**Work to complete:** Reproduce, without alteration, the part of the items below that opens with the line containing "on the green" and continues through the final line of the items.

Pointing entries for named objects:
□ □ □ □ □

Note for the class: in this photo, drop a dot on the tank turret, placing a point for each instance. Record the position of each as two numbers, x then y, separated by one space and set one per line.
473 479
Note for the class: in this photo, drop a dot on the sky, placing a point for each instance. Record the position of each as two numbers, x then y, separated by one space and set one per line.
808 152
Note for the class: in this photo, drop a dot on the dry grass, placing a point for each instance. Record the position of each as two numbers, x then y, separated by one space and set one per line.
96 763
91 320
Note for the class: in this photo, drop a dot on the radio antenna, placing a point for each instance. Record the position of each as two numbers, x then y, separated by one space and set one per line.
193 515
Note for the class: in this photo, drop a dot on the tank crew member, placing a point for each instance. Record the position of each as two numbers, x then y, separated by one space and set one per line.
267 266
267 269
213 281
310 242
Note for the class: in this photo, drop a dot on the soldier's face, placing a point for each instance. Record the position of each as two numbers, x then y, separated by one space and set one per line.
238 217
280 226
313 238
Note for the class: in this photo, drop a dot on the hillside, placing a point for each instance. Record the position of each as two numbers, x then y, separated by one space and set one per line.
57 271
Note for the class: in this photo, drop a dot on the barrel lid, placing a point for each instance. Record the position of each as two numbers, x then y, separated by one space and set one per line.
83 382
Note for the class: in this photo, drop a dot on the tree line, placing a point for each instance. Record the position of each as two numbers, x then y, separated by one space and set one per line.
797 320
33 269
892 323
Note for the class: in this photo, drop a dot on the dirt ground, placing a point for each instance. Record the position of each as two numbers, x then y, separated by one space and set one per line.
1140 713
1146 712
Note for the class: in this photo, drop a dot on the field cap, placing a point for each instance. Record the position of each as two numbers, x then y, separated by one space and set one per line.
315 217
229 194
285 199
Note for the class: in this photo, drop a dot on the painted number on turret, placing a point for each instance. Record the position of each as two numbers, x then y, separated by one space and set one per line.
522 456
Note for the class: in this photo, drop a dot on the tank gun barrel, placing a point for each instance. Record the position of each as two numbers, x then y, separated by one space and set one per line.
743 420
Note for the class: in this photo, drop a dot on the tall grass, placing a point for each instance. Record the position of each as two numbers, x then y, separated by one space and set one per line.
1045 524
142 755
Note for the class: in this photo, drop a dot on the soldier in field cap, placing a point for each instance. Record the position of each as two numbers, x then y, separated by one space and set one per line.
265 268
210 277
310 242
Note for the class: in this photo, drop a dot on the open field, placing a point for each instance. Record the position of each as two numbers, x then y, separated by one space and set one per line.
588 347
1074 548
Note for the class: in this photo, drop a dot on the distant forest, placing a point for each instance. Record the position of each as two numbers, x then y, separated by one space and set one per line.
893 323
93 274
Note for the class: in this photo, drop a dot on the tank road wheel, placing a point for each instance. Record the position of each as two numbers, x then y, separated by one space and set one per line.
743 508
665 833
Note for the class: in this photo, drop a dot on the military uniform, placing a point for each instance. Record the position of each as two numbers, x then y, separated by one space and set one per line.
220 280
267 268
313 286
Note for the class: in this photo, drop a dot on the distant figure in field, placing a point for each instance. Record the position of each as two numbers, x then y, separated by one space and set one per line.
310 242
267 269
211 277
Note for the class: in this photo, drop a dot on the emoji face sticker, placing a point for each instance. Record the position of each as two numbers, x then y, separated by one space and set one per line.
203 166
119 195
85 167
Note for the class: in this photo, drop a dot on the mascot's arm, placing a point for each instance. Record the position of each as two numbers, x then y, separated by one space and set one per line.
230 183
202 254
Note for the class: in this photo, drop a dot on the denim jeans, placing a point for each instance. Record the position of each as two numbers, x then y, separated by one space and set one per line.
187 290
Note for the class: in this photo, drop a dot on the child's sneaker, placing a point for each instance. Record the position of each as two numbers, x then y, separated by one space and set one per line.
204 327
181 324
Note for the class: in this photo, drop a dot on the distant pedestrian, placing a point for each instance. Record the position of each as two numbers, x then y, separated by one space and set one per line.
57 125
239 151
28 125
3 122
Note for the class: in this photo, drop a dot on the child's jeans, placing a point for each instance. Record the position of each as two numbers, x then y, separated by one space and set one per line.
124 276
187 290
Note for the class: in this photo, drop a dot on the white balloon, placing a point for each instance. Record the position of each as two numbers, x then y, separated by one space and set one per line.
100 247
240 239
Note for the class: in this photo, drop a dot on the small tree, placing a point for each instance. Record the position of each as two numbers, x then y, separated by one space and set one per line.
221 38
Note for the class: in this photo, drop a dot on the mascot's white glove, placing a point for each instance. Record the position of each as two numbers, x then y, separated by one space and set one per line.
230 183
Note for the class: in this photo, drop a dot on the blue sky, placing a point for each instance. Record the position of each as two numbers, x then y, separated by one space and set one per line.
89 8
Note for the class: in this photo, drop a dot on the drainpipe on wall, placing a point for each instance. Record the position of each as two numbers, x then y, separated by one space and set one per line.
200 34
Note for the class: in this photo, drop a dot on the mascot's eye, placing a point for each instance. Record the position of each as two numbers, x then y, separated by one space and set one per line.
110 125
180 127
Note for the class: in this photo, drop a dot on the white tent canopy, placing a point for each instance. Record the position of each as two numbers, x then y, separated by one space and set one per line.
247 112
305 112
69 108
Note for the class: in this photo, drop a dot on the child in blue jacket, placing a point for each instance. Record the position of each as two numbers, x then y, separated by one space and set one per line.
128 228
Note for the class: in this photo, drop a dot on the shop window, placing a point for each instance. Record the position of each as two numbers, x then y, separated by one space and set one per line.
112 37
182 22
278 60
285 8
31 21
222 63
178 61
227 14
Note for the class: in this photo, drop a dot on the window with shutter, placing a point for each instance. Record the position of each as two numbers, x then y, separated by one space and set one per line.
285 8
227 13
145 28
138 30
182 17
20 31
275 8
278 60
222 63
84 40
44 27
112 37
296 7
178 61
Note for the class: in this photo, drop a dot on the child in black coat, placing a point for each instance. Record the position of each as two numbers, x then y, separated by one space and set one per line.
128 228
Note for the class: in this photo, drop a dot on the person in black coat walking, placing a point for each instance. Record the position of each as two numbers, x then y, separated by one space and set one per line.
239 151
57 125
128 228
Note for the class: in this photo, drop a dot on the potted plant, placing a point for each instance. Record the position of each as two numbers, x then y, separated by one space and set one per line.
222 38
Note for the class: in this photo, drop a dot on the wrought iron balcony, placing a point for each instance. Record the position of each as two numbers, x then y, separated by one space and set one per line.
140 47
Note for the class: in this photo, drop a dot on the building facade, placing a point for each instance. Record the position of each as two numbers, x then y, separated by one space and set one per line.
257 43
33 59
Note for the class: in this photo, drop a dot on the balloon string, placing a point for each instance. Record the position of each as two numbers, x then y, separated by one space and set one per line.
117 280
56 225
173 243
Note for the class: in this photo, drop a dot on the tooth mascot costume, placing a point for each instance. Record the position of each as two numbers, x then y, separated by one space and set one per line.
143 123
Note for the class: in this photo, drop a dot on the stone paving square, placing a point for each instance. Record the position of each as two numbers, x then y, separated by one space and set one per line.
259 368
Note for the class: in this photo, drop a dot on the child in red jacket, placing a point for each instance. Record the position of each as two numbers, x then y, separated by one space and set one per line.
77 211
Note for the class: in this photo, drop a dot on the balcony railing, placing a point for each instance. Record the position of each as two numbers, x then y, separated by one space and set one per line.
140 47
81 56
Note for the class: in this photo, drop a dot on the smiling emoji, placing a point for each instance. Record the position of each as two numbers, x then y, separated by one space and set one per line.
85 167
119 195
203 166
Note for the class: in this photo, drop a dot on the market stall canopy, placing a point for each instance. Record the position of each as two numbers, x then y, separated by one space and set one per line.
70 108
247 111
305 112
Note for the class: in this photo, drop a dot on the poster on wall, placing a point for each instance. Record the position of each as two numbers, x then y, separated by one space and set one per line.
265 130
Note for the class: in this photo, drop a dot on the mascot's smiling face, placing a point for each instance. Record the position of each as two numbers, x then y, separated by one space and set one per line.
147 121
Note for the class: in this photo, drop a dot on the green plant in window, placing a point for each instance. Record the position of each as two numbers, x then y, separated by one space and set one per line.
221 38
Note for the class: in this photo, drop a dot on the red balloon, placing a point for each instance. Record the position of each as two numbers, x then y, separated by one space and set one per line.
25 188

□ □ □ □ □

**Output for this exercise:**
Note for the class: in this photo, drop a dot on the green plant in window, placing a point for each instance. Record the position of each as two numbers, x then y, separated by one space and set one per line.
221 38
Note for the class: in this photo, drop a dot on the red balloon, placing a point for each instance. Record the position of each as two numbers, x then y, separated by one space and set one per line.
25 188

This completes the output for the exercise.